> [STATED GOAL]:
Write out all the lines below as a JSON list of strings, one string per line, with blank lines omitted. Leave the pictures out of the answer.

======== EXERCISE INPUT ========

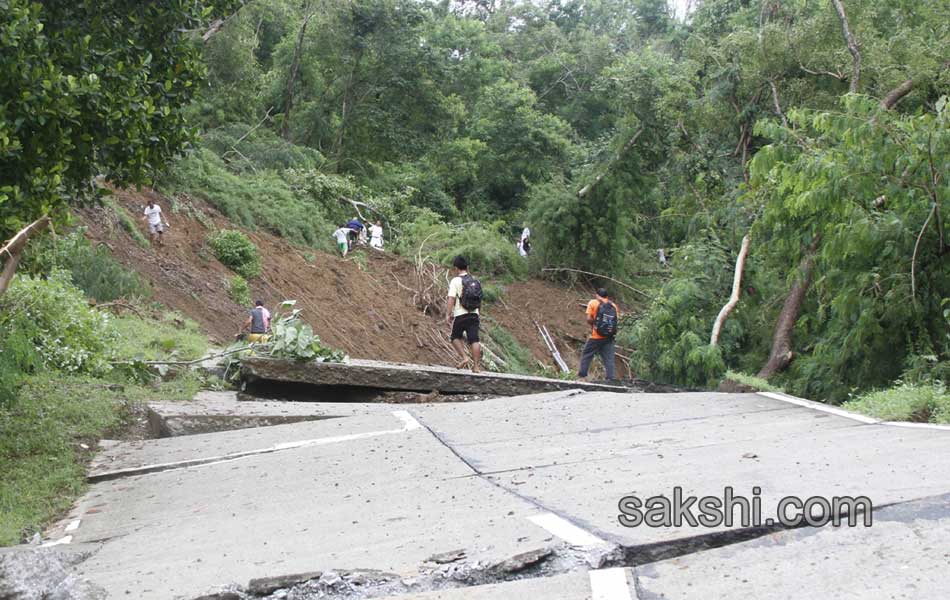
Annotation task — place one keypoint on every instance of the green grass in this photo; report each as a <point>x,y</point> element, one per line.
<point>169,336</point>
<point>919,403</point>
<point>239,291</point>
<point>42,465</point>
<point>753,382</point>
<point>517,358</point>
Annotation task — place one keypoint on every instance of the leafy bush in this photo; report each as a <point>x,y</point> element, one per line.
<point>239,290</point>
<point>517,358</point>
<point>485,248</point>
<point>262,149</point>
<point>921,403</point>
<point>92,269</point>
<point>283,204</point>
<point>236,251</point>
<point>55,317</point>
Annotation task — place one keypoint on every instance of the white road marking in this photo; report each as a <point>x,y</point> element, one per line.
<point>60,541</point>
<point>567,531</point>
<point>917,425</point>
<point>609,584</point>
<point>819,406</point>
<point>409,421</point>
<point>409,424</point>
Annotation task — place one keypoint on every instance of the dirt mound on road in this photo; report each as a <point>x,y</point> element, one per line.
<point>355,304</point>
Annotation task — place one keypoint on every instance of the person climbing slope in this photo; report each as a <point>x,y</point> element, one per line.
<point>462,313</point>
<point>602,316</point>
<point>376,236</point>
<point>258,323</point>
<point>153,215</point>
<point>342,236</point>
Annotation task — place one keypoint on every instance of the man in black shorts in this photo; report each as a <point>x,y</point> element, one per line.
<point>465,295</point>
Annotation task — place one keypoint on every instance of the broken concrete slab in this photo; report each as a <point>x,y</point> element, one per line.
<point>145,456</point>
<point>905,554</point>
<point>34,573</point>
<point>221,411</point>
<point>386,503</point>
<point>579,456</point>
<point>405,377</point>
<point>569,586</point>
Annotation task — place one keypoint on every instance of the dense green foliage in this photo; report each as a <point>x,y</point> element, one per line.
<point>921,403</point>
<point>92,268</point>
<point>615,130</point>
<point>236,251</point>
<point>62,384</point>
<point>87,89</point>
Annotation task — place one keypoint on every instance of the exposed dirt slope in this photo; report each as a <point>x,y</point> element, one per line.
<point>362,311</point>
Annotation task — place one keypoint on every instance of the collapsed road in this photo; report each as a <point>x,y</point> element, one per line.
<point>511,497</point>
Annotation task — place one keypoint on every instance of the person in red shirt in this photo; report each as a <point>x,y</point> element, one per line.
<point>601,341</point>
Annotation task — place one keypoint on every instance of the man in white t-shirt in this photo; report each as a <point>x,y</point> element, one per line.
<point>342,239</point>
<point>153,215</point>
<point>376,236</point>
<point>464,320</point>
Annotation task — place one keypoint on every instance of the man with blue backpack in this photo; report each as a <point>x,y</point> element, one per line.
<point>602,316</point>
<point>464,302</point>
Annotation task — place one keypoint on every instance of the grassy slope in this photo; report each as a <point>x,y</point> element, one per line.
<point>42,458</point>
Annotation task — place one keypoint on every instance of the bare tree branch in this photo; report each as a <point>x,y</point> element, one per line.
<point>13,250</point>
<point>736,290</point>
<point>852,46</point>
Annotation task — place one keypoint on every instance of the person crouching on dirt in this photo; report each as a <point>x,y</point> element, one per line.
<point>602,316</point>
<point>258,323</point>
<point>153,215</point>
<point>464,302</point>
<point>356,230</point>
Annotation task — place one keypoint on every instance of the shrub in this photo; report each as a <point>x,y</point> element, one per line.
<point>55,317</point>
<point>92,269</point>
<point>236,251</point>
<point>921,403</point>
<point>239,291</point>
<point>279,203</point>
<point>487,250</point>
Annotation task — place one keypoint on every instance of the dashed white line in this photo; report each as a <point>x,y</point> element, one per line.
<point>609,584</point>
<point>567,531</point>
<point>60,541</point>
<point>819,406</point>
<point>408,420</point>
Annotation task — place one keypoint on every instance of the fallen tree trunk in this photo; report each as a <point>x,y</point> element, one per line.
<point>736,290</point>
<point>13,250</point>
<point>781,355</point>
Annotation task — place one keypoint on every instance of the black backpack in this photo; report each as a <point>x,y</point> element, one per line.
<point>606,321</point>
<point>471,298</point>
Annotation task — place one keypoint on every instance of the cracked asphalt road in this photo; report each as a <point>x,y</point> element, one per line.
<point>536,476</point>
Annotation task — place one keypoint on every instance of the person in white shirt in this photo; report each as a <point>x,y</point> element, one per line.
<point>153,215</point>
<point>342,239</point>
<point>376,236</point>
<point>462,313</point>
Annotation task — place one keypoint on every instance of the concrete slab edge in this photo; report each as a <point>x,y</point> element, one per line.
<point>847,414</point>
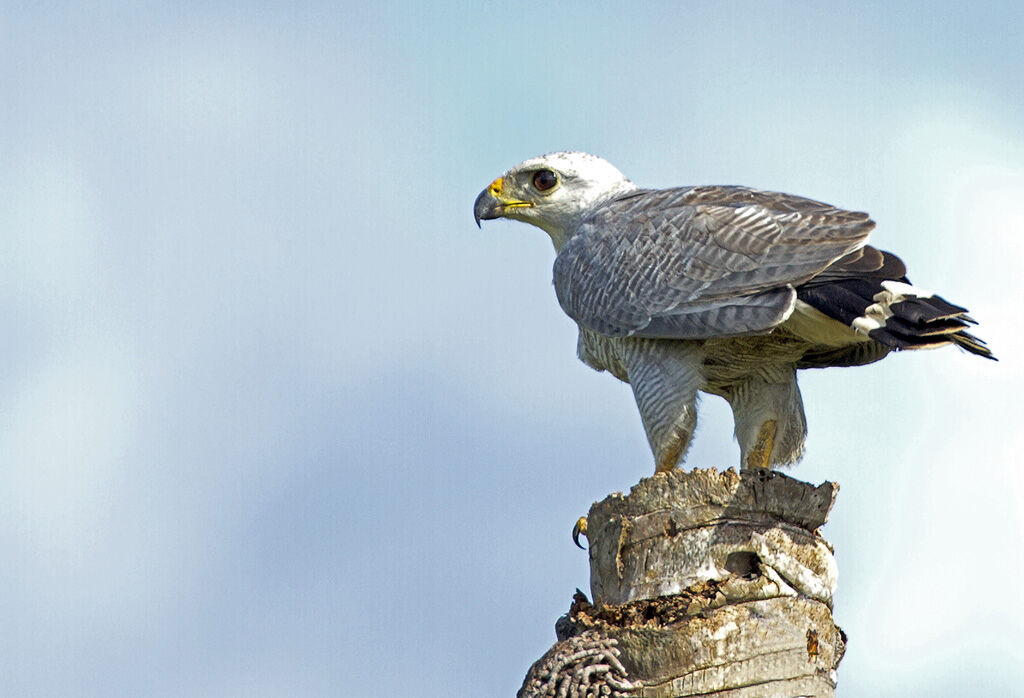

========

> [ANSWER FOR THIS EXERCISE]:
[
  "Annotation task — place one keypoint on every instance of the green grass in this photo; report each as a <point>x,y</point> element, one per line.",
  "<point>169,336</point>",
  "<point>919,403</point>",
  "<point>239,291</point>",
  "<point>42,465</point>",
  "<point>753,382</point>",
  "<point>517,358</point>",
  "Annotation task — place one keypoint on every instance of the leafy bush in this photo; report each as a <point>x,y</point> element, one per line.",
  "<point>239,290</point>",
  "<point>517,358</point>",
  "<point>485,248</point>",
  "<point>262,149</point>",
  "<point>921,403</point>",
  "<point>92,269</point>",
  "<point>283,204</point>",
  "<point>236,251</point>",
  "<point>55,317</point>",
  "Annotation task — place one keypoint on every instance of the white road marking in this photo; report each as a <point>x,y</point> element, one per line.",
  "<point>60,541</point>",
  "<point>567,531</point>",
  "<point>917,425</point>",
  "<point>609,584</point>",
  "<point>819,406</point>",
  "<point>409,421</point>",
  "<point>409,424</point>",
  "Annotation task — place one keypoint on every instance of the dirt mound on road in this photo; report each as a <point>x,y</point> element, one per line.",
  "<point>355,304</point>",
  "Annotation task — place one keypoint on every instance of the person climbing slope in this photo; report each as a <point>x,y</point> element, one per line.",
  "<point>462,313</point>",
  "<point>602,316</point>",
  "<point>376,236</point>",
  "<point>258,323</point>",
  "<point>153,215</point>",
  "<point>342,236</point>",
  "Annotation task — place one keypoint on every instance of the man in black shorts in this photo; report each as a <point>x,y</point> element, one per line.",
  "<point>465,295</point>",
  "Annotation task — place one keypoint on every instance of the broken concrete slab in this photo; report each as a <point>x,y</point> element, one per line.",
  "<point>145,456</point>",
  "<point>905,554</point>",
  "<point>34,573</point>",
  "<point>221,411</point>",
  "<point>386,503</point>",
  "<point>579,456</point>",
  "<point>405,377</point>",
  "<point>569,586</point>",
  "Annotation task — place one keypoint on every instance of the dense green foliage in this photo; report each as a <point>x,y</point> element, one per line.",
  "<point>921,403</point>",
  "<point>92,268</point>",
  "<point>615,130</point>",
  "<point>236,251</point>",
  "<point>62,384</point>",
  "<point>87,89</point>",
  "Annotation task — place one keypoint on every instance of the exposed dirt slope in this photo; report each as a <point>x,y</point> element, one per line.",
  "<point>362,311</point>",
  "Annotation task — place one keypoint on every instance of the collapsed road in this photo; report each as a <point>x,y</point> element, one per line.",
  "<point>511,497</point>",
  "Annotation task — place one keypoint on every instance of the person in red shirt in this photo; report each as a <point>x,y</point> element, one per line.",
  "<point>601,341</point>",
  "Annotation task — place one keypoint on every instance of the man in white t-shirt in this photo; report each as a <point>x,y</point> element, one per line.",
  "<point>342,239</point>",
  "<point>153,215</point>",
  "<point>376,236</point>",
  "<point>464,320</point>",
  "Annotation task — place one keypoint on every instance of the man with blue backpack in this photo; report each as a <point>x,y</point> element, one per line.",
  "<point>602,316</point>",
  "<point>464,302</point>",
  "Annotation task — place one keypoint on every instance of the grassy slope in this photo; report each as a <point>x,y</point> element, one per line.",
  "<point>42,458</point>",
  "Annotation task — place one keypoint on every instance of the bare tree branch in this photo; report each as a <point>x,y</point> element, one per line.",
  "<point>13,250</point>",
  "<point>736,290</point>",
  "<point>852,46</point>",
  "Annotation task — place one keypoint on every instance of the person crouching on dirt in this photo; report each as a <point>x,y</point> element, one per line.",
  "<point>602,316</point>",
  "<point>258,323</point>",
  "<point>153,215</point>",
  "<point>464,302</point>",
  "<point>356,230</point>",
  "Annotation task — place one keypoint on every instance of the shrub in this photo; report each as a <point>x,y</point> element, one per line.",
  "<point>55,317</point>",
  "<point>92,269</point>",
  "<point>236,251</point>",
  "<point>921,403</point>",
  "<point>239,291</point>",
  "<point>279,203</point>",
  "<point>487,250</point>",
  "Annotation task — place one keypoint on every instance of the dashed white line in this photo; report each as a <point>x,y</point> element, one per line.",
  "<point>609,584</point>",
  "<point>567,531</point>",
  "<point>60,541</point>",
  "<point>819,406</point>",
  "<point>408,420</point>",
  "Annotation task — place one keypoint on every instance of the fallen tree trunk in this photo; report each as a <point>x,y</point> element, one per line.",
  "<point>736,290</point>",
  "<point>13,250</point>",
  "<point>781,355</point>",
  "Annotation task — place one keypoint on every instance of the black backpack in this photo; report each as a <point>x,y</point> element, one per line.",
  "<point>606,321</point>",
  "<point>471,298</point>",
  "Annotation task — place one keypoint on every instance of the cracked asphalt road in this photo; report each as a <point>x,y</point> element, one per line.",
  "<point>536,476</point>",
  "Annotation task — place one keypoint on every instance of the person in white shirt in this photo; report each as a <point>x,y</point> element, one per line.",
  "<point>153,215</point>",
  "<point>342,239</point>",
  "<point>376,236</point>",
  "<point>462,313</point>",
  "Annotation task — place one keypoint on every instance of the concrete slab edge in this photo; report each as a <point>x,y</point> element, one per line.",
  "<point>847,414</point>"
]